The framework for a recipe is:

Section Detail
Overview Define the Best Practice, SLO
Visualization Show what it should look like
Data Schema Define the minimum data set required to create the visual
Data Source Is this a database, web server, etc. Including version.
Data Transformation Show how to convert from the source data to the data schema
Remediation Steps to comply with SLO

Example: Orphaned Disks

Overview

Best Practice: As an organization, have 90% attached disk (<10% orphaned)

Sketch Orphaned Disks Sketch

PowerBI Example Orphaned Disks PowerBI

Schema

Parameters may include:

  • optimal_percentage As the target to compare cost
Field Type Notes
date    
subscription_name   Filter
subscription_id nvarchar(100) Filter
resource_group nvarchar(100) Filter
orphaned_disk_count    
attached_disk_count    
total_disk_count   Calculated orphaned + attached
attached_disk_percent   Calculated attached / total
cost    
is_forecast   Forecasted data
is_latest   Indicates the most recent data
is_optimal_forcast   Indicates optimal forecast
forecast_cost   Calculated cost if record is_forecast=True and is_optimal_forecast=False
optimal_cost   Calculated cost if record is_forecast=True and is_optimal_forecast=True

Example Data

Date SubscriptionName SubscriptionId ResourceGroup Total Disk Count Orphan Count Attached Count AttachedDiskPercent Cost IsForecast IsLatest IsOptimalForcast ForecastCost OptimalCost
1/1/2023 CORP /subscriptions/00000000-0000-2222-0000-000000000000 rg-dev 10 5 5 50% 200 FALSE FALSE FALSE 0 0
1/1/2023 CORP /subscriptions/00000000-0000-2222-0000-000000000000 rg-prod 20 8 12 60% 400 FALSE FALSE FALSE 0 0
1/1/2023 CORP /subscriptions/00000000-0000-2222-0000-000000000000 rg-qa 20 7 13 65% 400 FALSE FALSE FALSE 0 0
1/1/2023 ENG /subscriptions/00000000-0000-2222-0000-000000000003 rg-dev 7 3 4 57% 140 FALSE FALSE FALSE 0 0

See full dataset path/to/sample/dataset.csv

Source Data

Source Version Details
Common Data Schema Latest AmortizedCost table
Azure Graph API Query v1.0 resources

AmortizedCost SQL Query

SELECT
  [Date]
  , [ResourceId]
  , SUM([CostInBillingCurrency]) as Cost
FROM
  [AmortizedCost]
GROUP BY
  [Date]
  , [ResourceId]

Azure Graph API Query

resources
| where type has "microsoft.compute/disks"

+++++

REQUIRED ACTIONS —
a: From the recipe framework page, list every section name in the framework table, in the order given.
b: Reproduce verbatim the part of the recipe framework page that opens with the words containing "Section Detail" and closes with "disk (<10% orphaned)".

RECORDED INFORMATION —
+++++

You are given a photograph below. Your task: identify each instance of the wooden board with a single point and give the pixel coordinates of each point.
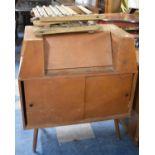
(107, 95)
(56, 100)
(80, 52)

+++++

RESPONSES TO THE EXERCISE —
a:
Overview
Visualization
Data Schema
Data Source
Data Transformation
Remediation

b:
Section Detail
Overview Define the Best Practice, SLO
Visualization Show what it should look like
Data Schema Define the minimum data set required to create the visual
Data Source Is this a database, web server, etc. Including version.
Data Transformation Show how to convert from the source data to the data schema
Remediation Steps to comply with SLO

Example: Orphaned Disks

Overview

Best Practice: As an organization, have 90% attached disk (<10% orphaned)